__What is being asked__:
Rewrite everything from the line containing "Annotate the image above for the object class wrist." down to the line containing "[263,258,301,278]", substituting "pale blue shirt" for "light blue shirt" and keeping everything else the same.
--- Begin Records for the exercise ---
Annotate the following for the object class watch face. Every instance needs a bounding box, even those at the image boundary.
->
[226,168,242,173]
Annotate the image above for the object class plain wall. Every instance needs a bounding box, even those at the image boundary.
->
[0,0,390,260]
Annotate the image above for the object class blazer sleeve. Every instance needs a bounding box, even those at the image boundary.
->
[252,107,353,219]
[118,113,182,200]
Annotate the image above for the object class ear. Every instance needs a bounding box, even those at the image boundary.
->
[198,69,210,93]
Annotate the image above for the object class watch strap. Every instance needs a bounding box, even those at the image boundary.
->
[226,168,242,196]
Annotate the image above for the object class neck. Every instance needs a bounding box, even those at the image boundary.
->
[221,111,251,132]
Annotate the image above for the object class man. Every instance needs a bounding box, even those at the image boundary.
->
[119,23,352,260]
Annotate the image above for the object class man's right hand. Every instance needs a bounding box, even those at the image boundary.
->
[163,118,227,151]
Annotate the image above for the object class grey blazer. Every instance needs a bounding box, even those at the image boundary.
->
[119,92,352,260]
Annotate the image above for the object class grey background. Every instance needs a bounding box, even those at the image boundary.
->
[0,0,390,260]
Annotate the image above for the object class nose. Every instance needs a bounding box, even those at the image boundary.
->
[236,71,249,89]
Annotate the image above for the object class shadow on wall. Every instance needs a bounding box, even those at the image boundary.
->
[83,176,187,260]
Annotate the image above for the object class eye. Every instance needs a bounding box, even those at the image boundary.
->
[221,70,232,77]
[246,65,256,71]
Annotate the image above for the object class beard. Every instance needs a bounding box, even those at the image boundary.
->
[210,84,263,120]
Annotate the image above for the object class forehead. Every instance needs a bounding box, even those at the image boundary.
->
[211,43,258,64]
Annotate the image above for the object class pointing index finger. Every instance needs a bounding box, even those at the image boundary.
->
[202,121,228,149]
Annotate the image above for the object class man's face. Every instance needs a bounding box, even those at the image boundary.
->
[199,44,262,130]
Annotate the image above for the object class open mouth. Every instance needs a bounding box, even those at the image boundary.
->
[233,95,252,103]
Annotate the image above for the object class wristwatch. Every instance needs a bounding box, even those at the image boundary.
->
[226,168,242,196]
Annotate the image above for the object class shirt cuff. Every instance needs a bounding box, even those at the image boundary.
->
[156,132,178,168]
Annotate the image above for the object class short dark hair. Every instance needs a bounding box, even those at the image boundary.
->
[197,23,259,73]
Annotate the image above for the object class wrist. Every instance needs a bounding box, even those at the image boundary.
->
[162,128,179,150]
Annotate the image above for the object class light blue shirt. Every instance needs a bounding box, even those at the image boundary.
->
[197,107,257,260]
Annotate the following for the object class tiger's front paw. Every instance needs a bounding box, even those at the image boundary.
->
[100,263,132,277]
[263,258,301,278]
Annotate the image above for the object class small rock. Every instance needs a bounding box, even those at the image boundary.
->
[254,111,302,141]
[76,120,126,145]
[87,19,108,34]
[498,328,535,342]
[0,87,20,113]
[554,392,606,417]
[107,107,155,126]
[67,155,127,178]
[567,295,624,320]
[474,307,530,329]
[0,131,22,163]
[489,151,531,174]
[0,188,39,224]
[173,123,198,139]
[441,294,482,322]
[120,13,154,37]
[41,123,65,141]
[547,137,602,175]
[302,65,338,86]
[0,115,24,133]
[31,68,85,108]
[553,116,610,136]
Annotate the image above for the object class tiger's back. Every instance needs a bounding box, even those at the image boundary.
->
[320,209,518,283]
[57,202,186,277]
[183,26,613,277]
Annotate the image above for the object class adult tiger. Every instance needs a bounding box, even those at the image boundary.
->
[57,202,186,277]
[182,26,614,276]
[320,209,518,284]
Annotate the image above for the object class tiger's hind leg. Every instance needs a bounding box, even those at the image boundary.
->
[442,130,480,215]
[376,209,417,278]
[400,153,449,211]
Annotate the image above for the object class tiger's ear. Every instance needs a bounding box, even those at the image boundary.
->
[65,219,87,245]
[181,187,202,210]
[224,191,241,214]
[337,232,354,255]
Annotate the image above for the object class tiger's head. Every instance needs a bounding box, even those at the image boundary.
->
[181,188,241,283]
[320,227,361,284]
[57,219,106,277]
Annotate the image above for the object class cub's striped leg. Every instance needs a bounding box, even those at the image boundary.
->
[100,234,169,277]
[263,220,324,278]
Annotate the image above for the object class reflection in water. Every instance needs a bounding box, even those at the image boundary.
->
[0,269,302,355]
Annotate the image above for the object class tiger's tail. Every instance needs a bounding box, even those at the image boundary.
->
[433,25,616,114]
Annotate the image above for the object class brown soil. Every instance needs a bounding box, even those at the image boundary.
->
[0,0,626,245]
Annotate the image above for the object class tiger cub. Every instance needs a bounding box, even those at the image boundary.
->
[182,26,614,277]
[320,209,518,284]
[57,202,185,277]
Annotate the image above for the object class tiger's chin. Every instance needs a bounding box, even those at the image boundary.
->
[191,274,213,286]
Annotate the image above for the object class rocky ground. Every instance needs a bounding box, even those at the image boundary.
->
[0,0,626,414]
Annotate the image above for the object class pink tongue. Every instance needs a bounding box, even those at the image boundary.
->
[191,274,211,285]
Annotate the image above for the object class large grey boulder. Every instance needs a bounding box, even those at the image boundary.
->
--- End Records for the exercise ---
__In response__:
Annotate the image above for the object class wrist. Every instance needs a bounding box, even those at the image boundary.
->
[162,128,179,150]
Annotate the image above for the object class pale blue shirt. Every instance needs a bounding box, even those at the image boundary.
->
[197,107,257,260]
Annotate the following for the object class tiger's front paw. Every instance needs a bounding box, even those at the image boundary.
->
[100,263,132,277]
[263,258,301,278]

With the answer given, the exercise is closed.